## Data provided
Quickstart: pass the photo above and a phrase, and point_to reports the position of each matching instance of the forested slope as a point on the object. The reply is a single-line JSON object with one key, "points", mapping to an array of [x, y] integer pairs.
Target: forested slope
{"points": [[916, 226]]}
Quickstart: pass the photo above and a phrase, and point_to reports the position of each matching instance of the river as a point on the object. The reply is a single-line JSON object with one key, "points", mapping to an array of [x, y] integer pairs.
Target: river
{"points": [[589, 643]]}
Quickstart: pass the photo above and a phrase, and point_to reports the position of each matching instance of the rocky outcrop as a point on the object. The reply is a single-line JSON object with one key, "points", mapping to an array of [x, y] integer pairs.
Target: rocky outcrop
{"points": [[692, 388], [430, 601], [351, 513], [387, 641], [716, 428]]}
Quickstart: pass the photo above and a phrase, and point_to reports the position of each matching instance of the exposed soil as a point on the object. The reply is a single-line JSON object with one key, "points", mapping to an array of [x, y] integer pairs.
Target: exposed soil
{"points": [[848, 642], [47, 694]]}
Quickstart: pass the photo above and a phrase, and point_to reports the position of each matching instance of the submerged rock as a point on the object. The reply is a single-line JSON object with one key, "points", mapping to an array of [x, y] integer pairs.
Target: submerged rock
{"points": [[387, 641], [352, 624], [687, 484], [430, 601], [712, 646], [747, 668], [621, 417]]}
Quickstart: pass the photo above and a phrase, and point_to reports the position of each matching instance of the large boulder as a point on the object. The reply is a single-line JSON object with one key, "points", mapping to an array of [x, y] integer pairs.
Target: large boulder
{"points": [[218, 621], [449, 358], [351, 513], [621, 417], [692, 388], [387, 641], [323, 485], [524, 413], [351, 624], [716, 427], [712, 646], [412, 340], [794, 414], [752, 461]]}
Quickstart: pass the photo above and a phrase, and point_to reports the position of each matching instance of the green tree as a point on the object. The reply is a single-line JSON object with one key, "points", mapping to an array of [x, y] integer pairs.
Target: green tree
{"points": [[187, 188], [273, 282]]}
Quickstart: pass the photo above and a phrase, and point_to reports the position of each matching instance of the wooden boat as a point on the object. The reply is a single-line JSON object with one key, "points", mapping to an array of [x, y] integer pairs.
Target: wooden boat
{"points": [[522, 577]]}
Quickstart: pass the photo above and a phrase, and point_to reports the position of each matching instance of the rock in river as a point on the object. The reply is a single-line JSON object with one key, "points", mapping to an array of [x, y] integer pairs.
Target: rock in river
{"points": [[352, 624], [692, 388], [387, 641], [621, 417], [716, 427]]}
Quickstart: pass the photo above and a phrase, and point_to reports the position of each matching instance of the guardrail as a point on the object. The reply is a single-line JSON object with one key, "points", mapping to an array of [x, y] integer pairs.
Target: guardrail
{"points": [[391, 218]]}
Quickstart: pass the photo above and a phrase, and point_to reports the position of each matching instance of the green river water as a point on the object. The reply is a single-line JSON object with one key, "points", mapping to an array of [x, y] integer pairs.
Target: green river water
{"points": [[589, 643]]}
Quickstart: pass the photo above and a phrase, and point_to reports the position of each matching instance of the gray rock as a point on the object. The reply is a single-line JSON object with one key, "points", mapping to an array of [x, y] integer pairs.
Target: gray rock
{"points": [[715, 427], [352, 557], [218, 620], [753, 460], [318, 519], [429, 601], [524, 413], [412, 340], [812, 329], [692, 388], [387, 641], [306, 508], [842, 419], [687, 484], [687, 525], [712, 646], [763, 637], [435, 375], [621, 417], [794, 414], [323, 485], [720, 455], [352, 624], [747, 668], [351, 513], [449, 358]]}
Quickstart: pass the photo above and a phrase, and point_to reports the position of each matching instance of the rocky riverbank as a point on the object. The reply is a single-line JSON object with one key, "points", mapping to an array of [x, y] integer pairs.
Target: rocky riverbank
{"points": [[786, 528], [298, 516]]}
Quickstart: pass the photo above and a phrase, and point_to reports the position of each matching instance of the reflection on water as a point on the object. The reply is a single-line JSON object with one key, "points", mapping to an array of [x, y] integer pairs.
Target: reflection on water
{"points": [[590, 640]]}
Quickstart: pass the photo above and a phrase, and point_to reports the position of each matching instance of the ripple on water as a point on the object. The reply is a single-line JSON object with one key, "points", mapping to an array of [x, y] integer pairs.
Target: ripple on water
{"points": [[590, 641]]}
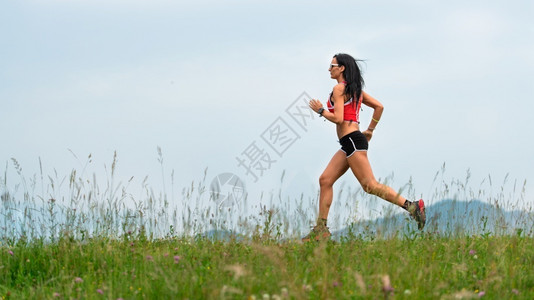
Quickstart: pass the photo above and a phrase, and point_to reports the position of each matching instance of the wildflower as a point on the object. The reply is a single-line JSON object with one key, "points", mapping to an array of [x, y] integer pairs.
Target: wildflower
{"points": [[386, 285]]}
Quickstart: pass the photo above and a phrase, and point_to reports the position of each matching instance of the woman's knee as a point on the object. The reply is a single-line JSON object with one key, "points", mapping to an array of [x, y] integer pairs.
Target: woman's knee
{"points": [[326, 181]]}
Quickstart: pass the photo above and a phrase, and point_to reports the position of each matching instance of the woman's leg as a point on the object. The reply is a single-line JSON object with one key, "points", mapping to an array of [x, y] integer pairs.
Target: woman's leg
{"points": [[360, 166], [337, 166]]}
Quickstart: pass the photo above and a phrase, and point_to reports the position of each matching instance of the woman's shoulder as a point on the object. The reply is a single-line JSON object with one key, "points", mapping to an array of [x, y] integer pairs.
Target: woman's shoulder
{"points": [[340, 87]]}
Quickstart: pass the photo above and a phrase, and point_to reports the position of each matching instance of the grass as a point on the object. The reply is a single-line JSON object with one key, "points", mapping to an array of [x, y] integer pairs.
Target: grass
{"points": [[423, 267], [78, 238]]}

## What the task requires
Everything in the data above should be set down again exactly, except the pictures.

## Response area
Quickstart: pass the photo above and a phrase, and point_to reports the position of each matching instance of the forested slope as a point on the object. The reply is a single-line JSON object with one key, "points", mapping to an array of [x, y] integer pairs.
Target: forested slope
{"points": [[916, 226]]}
Quickstart: pass the photo above and a phrase, and point_to reports the position of each matching instance of the river as a point on the object. The reply is a single-line JSON object with one key, "points", mapping to an array of [x, y] integer pairs.
Target: river
{"points": [[589, 643]]}
Quickstart: pass the photo above and a phrase, and point_to reports the position of each matching instance of the rocky outcrop as a point on the object. The reply is a single-line JSON object with one key, "points", mapping to an array of [x, y] integer pairs.
Target: rocky outcrop
{"points": [[692, 388], [430, 601], [351, 513], [387, 641], [716, 428]]}
Quickstart: pass the photo above and a phrase, and point_to reports the position of each matching instance of the exposed soil as a point on the object. The reply is a single-line JSON object with one key, "points", mapping to an array of [x, y] integer pairs.
Target: exposed soil
{"points": [[848, 642], [47, 694]]}
Quickstart: pass the photo above and a phrase, and point_to reports the position of each matching instance of the submerged rock as a point on the object. The reply is a single-line JSON object with one key, "points", mapping to an array of [x, y] integer pairs.
Target: submerged rock
{"points": [[387, 641], [352, 624], [687, 484], [430, 601], [712, 646], [747, 668], [621, 417]]}
Quickstart: pass the photo above and a phrase, and point_to reports the position of each matching instance of the large boulder as a point on the object. The reply is a single-line JSON object with one key, "points", mapping to an array of [x, y] integer pairs.
Target: large boulder
{"points": [[218, 621], [449, 358], [351, 513], [621, 417], [692, 388], [387, 641], [323, 485], [524, 413], [351, 624], [716, 427], [712, 646], [412, 340], [794, 414], [752, 461]]}
Quickstart: pass the photo above and a phrase, and point_to reports the position of each matching instance of the green tree as a point on the object. The reply is a single-line JSON object with one key, "points", mapping to an array of [x, y] integer pairs.
Target: green tree
{"points": [[187, 188], [273, 282]]}
Quickstart: pass the photo above and a phrase, and point_to reports the position of each matching instance of the wooden boat as a point on the object. The reply is a single-line JSON object with one key, "points", mapping to an array of [x, y] integer pairs.
Target: wooden boat
{"points": [[522, 577]]}
Quickstart: pass the photo above and a phrase, and point_to reports the position of each matching instance of the rock in river as a point on the object. The reply is a single-line JSON object with one key, "points", mapping to an array of [x, y] integer pairs.
Target: rock in river
{"points": [[352, 624], [692, 388], [387, 641], [621, 417], [716, 427]]}
Quickstart: pass the photo above and a phrase, and point_to reports the position of each matching instance of the guardrail as a point on the object. The reply is a single-line JSON object with one key, "points", mapping to an array of [x, y] integer pairs.
Target: guardrail
{"points": [[391, 218]]}
Quickstart: pass the photo above and a phrase, and point_to reports the position of each matching instance of the green river water as a point on the object. The reply is a single-line JSON object with one key, "points", mapping to an array of [x, y] integer pairs.
Target: green river water
{"points": [[589, 643]]}
Quickstart: pass the photo above and a phrase, and point_to reports the position of each matching instance of the gray rock as a point on the object. The reply is a single-line JSON object with one key, "points", mapping to an array of [x, y] integer pairs.
Target: gray rock
{"points": [[715, 427], [352, 557], [218, 620], [753, 460], [318, 519], [429, 601], [524, 413], [412, 340], [812, 329], [692, 388], [387, 641], [306, 508], [842, 419], [687, 484], [687, 525], [712, 646], [763, 637], [435, 375], [621, 417], [794, 414], [323, 485], [720, 455], [352, 624], [747, 668], [351, 513], [449, 358]]}
Quickstart: pass the photo above and a phrase, and point_to reports the position of each matching instance of the rocky riverbank as a point on the object. The reply is a single-line JSON object with one key, "points", mapping to an array of [x, y] integer pairs.
Target: rocky riverbank
{"points": [[786, 528], [298, 516]]}
Quickstart: pass the photo above and a phrase, and point_to reports the position of each matching instance of the reflection on water as a point on the object. The reply is a single-line JSON object with one key, "points", mapping to an array of [x, y] integer pairs.
Target: reflection on water
{"points": [[590, 640]]}
Quickstart: pass the photo above and a phrase, and point_to reports the position of each matching instance of the ripple on water as a point on the object. The reply is a single-line JSON object with one key, "points", mapping to an array of [x, y] integer pairs.
Target: ripple on water
{"points": [[590, 641]]}
Quickstart: pass the photo above and a phrase, and point_to reports the position of each matching instance of the wildflower as a point on the object. The reply is a single-line JSON object with one key, "points", mapping to an array of [x, y] integer pairs.
Target: wildflower
{"points": [[386, 285]]}
Quickstart: pass the photo above and a phrase, and point_to reports the position of each matching instance of the woman's knee as a point on the object. The reply is a single-line JSON object with one key, "points", mapping to an array of [x, y] integer pairs.
Target: woman's knee
{"points": [[326, 181]]}
Quickstart: pass the photo above and a phrase, and point_to reports the position of each matching instance of the woman's leg as a point on the object. The reply is a single-line JSON object with one key, "points", mapping to an array of [x, y] integer pairs.
Target: woman's leg
{"points": [[360, 166], [337, 166]]}
Quickstart: pass the photo above and a phrase, and point_to reports the position of each matching instance of the woman's shoulder as a point on the object. The reply is a single-line JSON object with one key, "points", mapping to an array of [x, y] integer pairs.
Target: woman's shoulder
{"points": [[340, 87]]}
Quickstart: pass the photo above and a phrase, and point_to reports the position of each matching instance of the grass as a point on the object. The reply is a single-line JSON object with one key, "points", mapping to an array of [x, y] integer pairs.
Target: grass
{"points": [[423, 267], [78, 238]]}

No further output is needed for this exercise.